*** Opening of Entries provided ***

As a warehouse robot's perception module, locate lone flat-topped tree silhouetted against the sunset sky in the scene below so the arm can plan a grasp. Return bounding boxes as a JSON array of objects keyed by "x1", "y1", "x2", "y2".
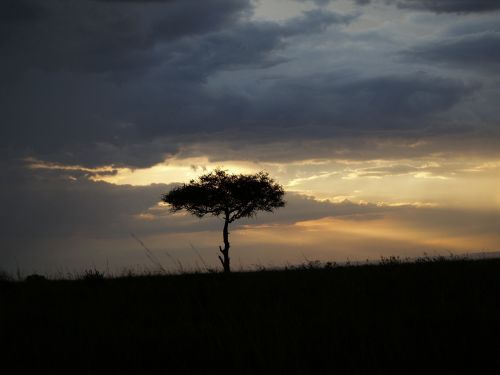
[{"x1": 162, "y1": 169, "x2": 285, "y2": 272}]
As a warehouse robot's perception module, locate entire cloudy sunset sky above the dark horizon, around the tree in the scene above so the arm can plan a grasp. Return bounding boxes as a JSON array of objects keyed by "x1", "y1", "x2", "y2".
[{"x1": 0, "y1": 0, "x2": 500, "y2": 274}]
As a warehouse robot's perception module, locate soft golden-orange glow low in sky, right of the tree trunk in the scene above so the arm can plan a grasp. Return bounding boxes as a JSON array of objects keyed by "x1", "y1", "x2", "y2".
[{"x1": 233, "y1": 216, "x2": 500, "y2": 260}]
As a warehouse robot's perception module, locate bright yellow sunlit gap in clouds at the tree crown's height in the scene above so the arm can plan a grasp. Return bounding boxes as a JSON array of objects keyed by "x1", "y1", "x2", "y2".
[{"x1": 26, "y1": 156, "x2": 500, "y2": 210}]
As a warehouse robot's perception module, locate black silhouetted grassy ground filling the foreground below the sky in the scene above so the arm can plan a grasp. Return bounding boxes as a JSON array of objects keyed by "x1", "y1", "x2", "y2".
[{"x1": 0, "y1": 259, "x2": 500, "y2": 374}]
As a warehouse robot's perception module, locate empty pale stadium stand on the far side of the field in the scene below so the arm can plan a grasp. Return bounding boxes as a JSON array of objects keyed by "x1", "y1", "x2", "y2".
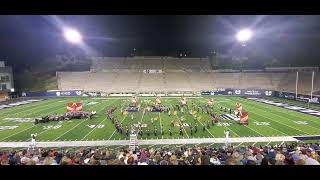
[{"x1": 57, "y1": 57, "x2": 320, "y2": 94}]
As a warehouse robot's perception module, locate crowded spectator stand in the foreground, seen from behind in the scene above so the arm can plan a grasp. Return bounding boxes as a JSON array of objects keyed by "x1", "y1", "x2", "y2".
[{"x1": 0, "y1": 143, "x2": 320, "y2": 165}]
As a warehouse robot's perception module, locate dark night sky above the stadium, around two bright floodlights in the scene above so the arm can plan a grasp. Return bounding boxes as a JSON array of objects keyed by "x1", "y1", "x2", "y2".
[{"x1": 0, "y1": 15, "x2": 320, "y2": 69}]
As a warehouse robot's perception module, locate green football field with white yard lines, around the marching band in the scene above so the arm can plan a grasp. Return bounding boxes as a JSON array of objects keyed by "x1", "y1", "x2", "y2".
[{"x1": 0, "y1": 96, "x2": 320, "y2": 142}]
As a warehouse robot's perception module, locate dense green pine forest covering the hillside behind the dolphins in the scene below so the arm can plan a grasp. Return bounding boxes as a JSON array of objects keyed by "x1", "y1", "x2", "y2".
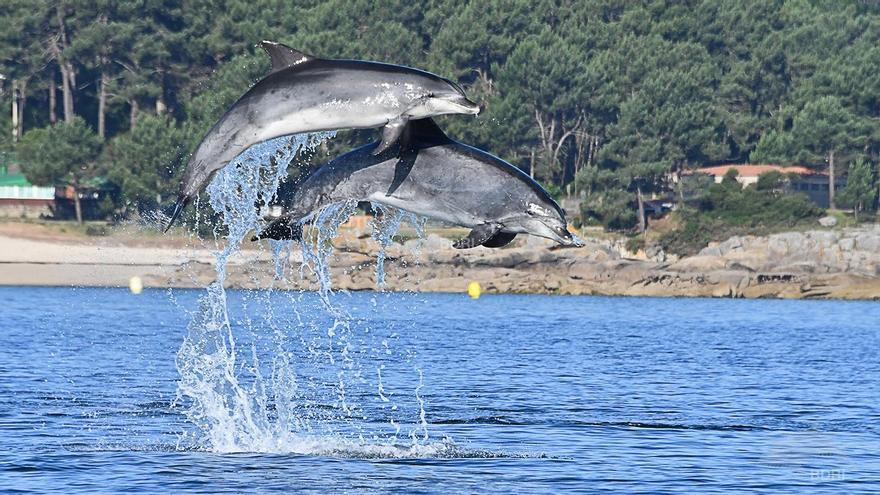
[{"x1": 0, "y1": 0, "x2": 880, "y2": 231}]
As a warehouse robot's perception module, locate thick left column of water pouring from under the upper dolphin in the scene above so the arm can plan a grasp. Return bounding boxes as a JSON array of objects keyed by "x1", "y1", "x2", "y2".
[{"x1": 177, "y1": 132, "x2": 333, "y2": 452}]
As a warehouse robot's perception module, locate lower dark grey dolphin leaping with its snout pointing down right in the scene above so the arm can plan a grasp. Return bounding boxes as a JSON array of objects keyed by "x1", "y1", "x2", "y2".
[{"x1": 253, "y1": 118, "x2": 582, "y2": 249}]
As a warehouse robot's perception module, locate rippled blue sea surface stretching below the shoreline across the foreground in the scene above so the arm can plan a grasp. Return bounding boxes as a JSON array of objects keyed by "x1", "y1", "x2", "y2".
[{"x1": 0, "y1": 288, "x2": 880, "y2": 493}]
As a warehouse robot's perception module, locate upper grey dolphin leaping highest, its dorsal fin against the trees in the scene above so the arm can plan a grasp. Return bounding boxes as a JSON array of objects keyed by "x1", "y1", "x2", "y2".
[{"x1": 165, "y1": 41, "x2": 480, "y2": 231}]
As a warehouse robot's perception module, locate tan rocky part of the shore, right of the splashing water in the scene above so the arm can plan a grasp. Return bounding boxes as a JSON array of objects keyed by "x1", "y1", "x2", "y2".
[{"x1": 276, "y1": 228, "x2": 880, "y2": 299}]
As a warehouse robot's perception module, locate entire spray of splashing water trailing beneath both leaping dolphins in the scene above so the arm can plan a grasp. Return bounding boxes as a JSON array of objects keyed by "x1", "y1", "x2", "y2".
[{"x1": 176, "y1": 133, "x2": 440, "y2": 457}]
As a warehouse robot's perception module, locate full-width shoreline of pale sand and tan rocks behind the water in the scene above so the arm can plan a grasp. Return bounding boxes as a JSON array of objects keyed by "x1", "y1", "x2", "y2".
[{"x1": 0, "y1": 226, "x2": 880, "y2": 299}]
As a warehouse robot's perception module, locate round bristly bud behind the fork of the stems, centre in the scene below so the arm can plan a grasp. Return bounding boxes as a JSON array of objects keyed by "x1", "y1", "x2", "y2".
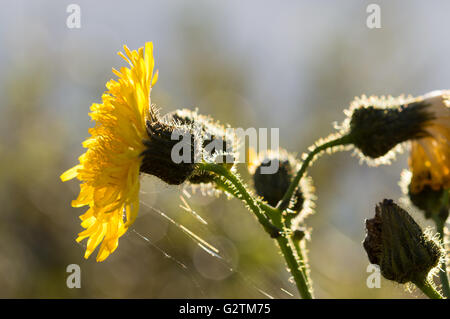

*** Close of Entries provided ***

Should there be pictures in the data, leave them out and return the rest exactly.

As a warehouse robot's perception module, locate lone flat-topped tree silhouetted against the sunset sky in the scene below so the arm can plan a grasp. Return bounding boxes as a JSON array of objects keyed by "x1", "y1", "x2", "y2".
[{"x1": 162, "y1": 169, "x2": 285, "y2": 272}]
As a warehouse robot's perception module, locate entire cloudy sunset sky above the dark horizon, around the tree in the scene above so the arm can plan a grasp. Return bounding boxes as a JSON array of objects keyed by "x1", "y1", "x2", "y2".
[{"x1": 0, "y1": 0, "x2": 500, "y2": 274}]
As a warehouse robot's perception module, locate soft golden-orange glow low in sky, right of the tree trunk in the scene above so the arm can plan a grasp. Return bounding boxes as a JSON array of objects keyed by "x1", "y1", "x2", "y2".
[{"x1": 233, "y1": 216, "x2": 500, "y2": 260}]
As a warehouse robot's perception module, locate bright yellow sunlit gap in clouds at the tree crown's height in the scene above so the arm can plan a grasp. Return bounding boxes as a JSON array of objects keyed by "x1", "y1", "x2", "y2".
[{"x1": 26, "y1": 156, "x2": 500, "y2": 210}]
As a warehouse robot's perception module, locate black silhouetted grassy ground filling the foreground below the sky in the scene above so the arm can plan a grasp. Return bounding boxes as a JSON array of objects keyed by "x1", "y1", "x2", "y2".
[{"x1": 0, "y1": 259, "x2": 500, "y2": 374}]
As a warehouse robot's perception module, locate empty pale stadium stand on the far side of the field in the scene below so the arm can plan a grasp. Return bounding boxes as a JSON array of objects keyed by "x1", "y1", "x2", "y2".
[{"x1": 57, "y1": 57, "x2": 320, "y2": 94}]
As a warehouse robot's perception module, locate crowded spectator stand in the foreground, seen from behind in the scene above so the arm can plan a grasp. Return bounding boxes as a JSON array of objects keyed by "x1", "y1", "x2", "y2".
[{"x1": 0, "y1": 143, "x2": 320, "y2": 165}]
As a warehouse robot's perception module, locate dark night sky above the stadium, around two bright floodlights in the scene above so the arm can plan a grasp. Return bounding boxes as a JSON array of objects keyed by "x1", "y1", "x2", "y2".
[{"x1": 0, "y1": 15, "x2": 320, "y2": 69}]
As a warehouse robot's perception module, locate green football field with white yard lines, around the marching band in the scene above so the arm can plan a grasp. Return bounding boxes as a JSON array of objects keyed by "x1", "y1", "x2", "y2".
[{"x1": 0, "y1": 96, "x2": 320, "y2": 142}]
As a warehouse robot's perception module, locate dense green pine forest covering the hillside behind the dolphins in the scene below so the arm can plan a grasp. Return bounding boxes as a JSON array of objects keyed by "x1", "y1", "x2", "y2".
[{"x1": 0, "y1": 0, "x2": 880, "y2": 231}]
As a warehouse robot's perception module, locate thick left column of water pouring from under the upper dolphin in the scene above so the arm can plan a grasp. Return bounding boxes as a JSON array of objects keyed by "x1", "y1", "x2", "y2".
[{"x1": 177, "y1": 132, "x2": 333, "y2": 452}]
As a warehouse robot's perception module, locate lower dark grey dolphin leaping with its snout pointing down right in the scene above so the arm can plan a grasp. Return bounding boxes as a JSON array of objects keyed by "x1", "y1", "x2", "y2".
[{"x1": 253, "y1": 118, "x2": 582, "y2": 249}]
As a warehouse robot's perception module, locate rippled blue sea surface stretching below the shoreline across the foreground in the scene above so the arm can plan a grasp. Return bounding boxes as a JSON array of objects keyed by "x1", "y1", "x2", "y2".
[{"x1": 0, "y1": 288, "x2": 880, "y2": 493}]
As a warehouse robot's perception module, locate upper grey dolphin leaping highest, its dorsal fin against the trees in the scene above so the arm can plan a grasp. Return bounding boxes as a JSON array of objects keyed by "x1", "y1", "x2", "y2".
[{"x1": 165, "y1": 41, "x2": 480, "y2": 231}]
As a warehouse robot's perception module, locate tan rocky part of the shore, right of the splashing water in the scene above so the arm can plan a grasp. Return bounding boxes as a JSON array of objects keyed by "x1", "y1", "x2", "y2".
[{"x1": 276, "y1": 228, "x2": 880, "y2": 299}]
As a warehouse robot's perception module, locate entire spray of splashing water trailing beneath both leaping dolphins in the scene above so the arm can plan a grasp. Return bounding boxes as a JSON array of objects keyed by "x1", "y1", "x2", "y2".
[{"x1": 176, "y1": 133, "x2": 440, "y2": 457}]
As a warehouse robot's perception module, locate full-width shoreline of pale sand and tan rocks behind the water in the scene above so the arm can plan a grasp. Return bounding boxes as a JSON array of objects keyed by "x1", "y1", "x2", "y2".
[{"x1": 0, "y1": 226, "x2": 880, "y2": 299}]
As a warehouse robot's perception module, locate round bristly bud behind the fork of the stems, centre in the scene below so the arm can plan a grasp. Return bounding boxes as a JSON array of objects keyed by "x1", "y1", "x2", "y2".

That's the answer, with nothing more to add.